[Begin Entries supplied]

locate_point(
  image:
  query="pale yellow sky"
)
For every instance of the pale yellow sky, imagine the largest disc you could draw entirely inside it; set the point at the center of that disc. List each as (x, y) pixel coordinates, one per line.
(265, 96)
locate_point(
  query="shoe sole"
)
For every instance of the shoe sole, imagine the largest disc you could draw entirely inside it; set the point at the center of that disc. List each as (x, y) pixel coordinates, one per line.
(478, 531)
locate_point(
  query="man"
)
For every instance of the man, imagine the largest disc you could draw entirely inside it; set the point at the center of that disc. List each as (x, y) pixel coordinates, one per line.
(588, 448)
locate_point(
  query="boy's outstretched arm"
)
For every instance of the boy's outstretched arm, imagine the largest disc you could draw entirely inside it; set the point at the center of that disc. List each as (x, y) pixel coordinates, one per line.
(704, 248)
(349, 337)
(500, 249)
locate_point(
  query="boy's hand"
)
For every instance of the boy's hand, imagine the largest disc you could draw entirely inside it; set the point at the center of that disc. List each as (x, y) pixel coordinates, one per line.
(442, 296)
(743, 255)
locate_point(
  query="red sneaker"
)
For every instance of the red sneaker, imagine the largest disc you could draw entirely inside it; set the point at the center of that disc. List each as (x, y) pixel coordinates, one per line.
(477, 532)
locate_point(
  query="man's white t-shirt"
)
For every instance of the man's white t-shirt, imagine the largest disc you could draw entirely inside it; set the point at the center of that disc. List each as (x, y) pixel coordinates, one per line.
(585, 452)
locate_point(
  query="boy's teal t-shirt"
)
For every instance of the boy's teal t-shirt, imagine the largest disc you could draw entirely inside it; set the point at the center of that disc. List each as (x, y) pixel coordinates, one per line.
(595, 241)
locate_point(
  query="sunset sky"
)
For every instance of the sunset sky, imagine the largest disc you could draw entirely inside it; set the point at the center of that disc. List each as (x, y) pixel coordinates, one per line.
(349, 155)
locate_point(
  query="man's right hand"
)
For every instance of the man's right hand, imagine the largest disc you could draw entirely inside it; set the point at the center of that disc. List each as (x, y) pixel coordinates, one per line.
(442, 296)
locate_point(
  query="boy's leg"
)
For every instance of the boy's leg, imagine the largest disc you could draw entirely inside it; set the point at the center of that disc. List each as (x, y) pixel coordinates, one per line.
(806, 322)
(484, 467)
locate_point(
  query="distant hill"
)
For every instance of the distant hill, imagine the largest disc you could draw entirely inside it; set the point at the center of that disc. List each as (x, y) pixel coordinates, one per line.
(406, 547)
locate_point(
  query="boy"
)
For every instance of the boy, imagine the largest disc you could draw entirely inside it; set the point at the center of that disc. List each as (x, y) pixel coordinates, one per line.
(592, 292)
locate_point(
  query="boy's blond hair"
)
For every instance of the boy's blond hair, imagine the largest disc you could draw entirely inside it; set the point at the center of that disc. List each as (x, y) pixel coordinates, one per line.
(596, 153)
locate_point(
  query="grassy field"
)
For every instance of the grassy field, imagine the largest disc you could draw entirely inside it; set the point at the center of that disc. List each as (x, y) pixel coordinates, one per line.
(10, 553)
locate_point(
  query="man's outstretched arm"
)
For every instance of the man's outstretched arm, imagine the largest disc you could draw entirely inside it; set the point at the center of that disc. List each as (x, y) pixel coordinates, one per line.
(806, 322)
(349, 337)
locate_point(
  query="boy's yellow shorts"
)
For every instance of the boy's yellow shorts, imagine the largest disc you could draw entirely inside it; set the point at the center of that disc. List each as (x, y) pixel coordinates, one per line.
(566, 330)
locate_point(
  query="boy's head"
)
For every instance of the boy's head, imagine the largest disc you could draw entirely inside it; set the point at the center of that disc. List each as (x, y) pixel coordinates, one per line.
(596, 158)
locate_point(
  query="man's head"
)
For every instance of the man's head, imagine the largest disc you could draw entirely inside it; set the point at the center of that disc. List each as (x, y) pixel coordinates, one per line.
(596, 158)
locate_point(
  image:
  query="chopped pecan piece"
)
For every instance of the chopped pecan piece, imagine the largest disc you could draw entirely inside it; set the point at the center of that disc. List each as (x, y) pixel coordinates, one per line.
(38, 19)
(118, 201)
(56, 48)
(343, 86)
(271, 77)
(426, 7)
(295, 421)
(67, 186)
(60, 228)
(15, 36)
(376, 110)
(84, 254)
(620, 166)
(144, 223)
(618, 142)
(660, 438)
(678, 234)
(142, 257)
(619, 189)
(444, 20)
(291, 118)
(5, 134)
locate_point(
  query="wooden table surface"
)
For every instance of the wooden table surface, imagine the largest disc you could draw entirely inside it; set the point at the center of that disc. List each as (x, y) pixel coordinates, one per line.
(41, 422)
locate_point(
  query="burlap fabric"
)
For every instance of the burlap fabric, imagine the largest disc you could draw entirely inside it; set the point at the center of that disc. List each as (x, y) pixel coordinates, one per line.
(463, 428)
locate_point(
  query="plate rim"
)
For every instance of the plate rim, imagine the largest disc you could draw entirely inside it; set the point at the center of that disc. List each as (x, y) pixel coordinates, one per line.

[End Entries supplied]

**Exercise requirements**: How many lines in the material contain the string "pecan"? Reply with the number alone.

**Final result**: 2